◆ Excerpt to read ◆
**********
The JAXA Astronaut Corps is a unit of the Japan Aerospace Exploration Agency (JAXA)  that selects, trains, and provides astronauts as crew members for U.S. and Russian space missions. The corps has six active members, able to serve on the International Space Station (ISS).

History
The first Japanese astronauts were chosen by NASDA, the predecessor to JAXA, in 1985 to train as international mission specialists in the Space Shuttle program.

The first Japanese citizen to fly in space was Toyohiro Akiyama, a journalist sponsored by TBS, who flew on the Soviet Soyuz TM-11 in December 1990. He spent more than seven days in space on the Mir space station, in what the Soviets called their first commercial spaceflight which allowed them to earn $14 million.

The first member of the Japanese Astronaut Corps to fly was Mamoru Mohri aboard STS-47 in 1992.
**********
◆ Entries supplied ◆
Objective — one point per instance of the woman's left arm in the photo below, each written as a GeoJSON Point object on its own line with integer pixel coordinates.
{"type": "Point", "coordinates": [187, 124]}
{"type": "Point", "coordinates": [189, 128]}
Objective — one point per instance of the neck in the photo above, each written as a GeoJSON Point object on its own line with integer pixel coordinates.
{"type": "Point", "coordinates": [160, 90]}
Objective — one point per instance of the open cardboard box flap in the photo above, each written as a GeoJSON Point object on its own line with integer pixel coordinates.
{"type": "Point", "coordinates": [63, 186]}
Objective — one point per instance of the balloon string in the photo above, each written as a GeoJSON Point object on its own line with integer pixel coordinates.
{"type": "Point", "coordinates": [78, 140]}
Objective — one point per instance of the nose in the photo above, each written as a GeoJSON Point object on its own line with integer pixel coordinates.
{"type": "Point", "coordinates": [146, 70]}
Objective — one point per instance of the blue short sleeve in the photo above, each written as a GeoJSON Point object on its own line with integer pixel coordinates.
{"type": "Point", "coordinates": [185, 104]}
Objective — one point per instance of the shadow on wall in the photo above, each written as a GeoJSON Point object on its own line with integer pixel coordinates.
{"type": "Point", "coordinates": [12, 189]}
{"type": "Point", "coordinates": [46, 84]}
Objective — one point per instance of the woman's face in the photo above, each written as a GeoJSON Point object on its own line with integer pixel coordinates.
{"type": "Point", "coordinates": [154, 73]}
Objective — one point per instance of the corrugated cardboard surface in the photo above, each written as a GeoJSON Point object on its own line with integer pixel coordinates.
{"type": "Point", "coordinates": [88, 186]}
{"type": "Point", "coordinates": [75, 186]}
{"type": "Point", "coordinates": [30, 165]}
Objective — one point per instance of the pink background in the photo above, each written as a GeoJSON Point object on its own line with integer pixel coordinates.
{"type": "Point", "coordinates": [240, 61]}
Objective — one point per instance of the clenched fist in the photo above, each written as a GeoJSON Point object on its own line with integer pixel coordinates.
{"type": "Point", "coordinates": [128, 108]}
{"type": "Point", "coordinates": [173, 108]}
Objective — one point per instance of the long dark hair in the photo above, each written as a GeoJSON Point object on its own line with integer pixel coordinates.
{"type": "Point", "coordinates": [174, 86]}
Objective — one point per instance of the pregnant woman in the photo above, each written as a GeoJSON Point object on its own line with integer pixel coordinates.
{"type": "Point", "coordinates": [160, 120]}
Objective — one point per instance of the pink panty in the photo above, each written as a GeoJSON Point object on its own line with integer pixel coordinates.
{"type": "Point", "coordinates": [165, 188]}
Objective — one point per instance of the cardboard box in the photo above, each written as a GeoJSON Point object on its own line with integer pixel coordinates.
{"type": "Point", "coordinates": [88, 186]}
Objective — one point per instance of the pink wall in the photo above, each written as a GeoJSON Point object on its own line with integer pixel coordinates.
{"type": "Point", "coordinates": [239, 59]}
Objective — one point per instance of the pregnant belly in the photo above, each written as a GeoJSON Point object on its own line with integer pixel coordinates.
**********
Rewrite the JAXA Astronaut Corps passage starting with "The first Japanese citizen" and going on through "earn $14 million.", substituting "reporter" for "journalist". You won't need the entries for this.

◆ Answer section ◆
The first Japanese citizen to fly in space was Toyohiro Akiyama, a reporter sponsored by TBS, who flew on the Soviet Soyuz TM-11 in December 1990. He spent more than seven days in space on the Mir space station, in what the Soviets called their first commercial spaceflight which allowed them to earn $14 million.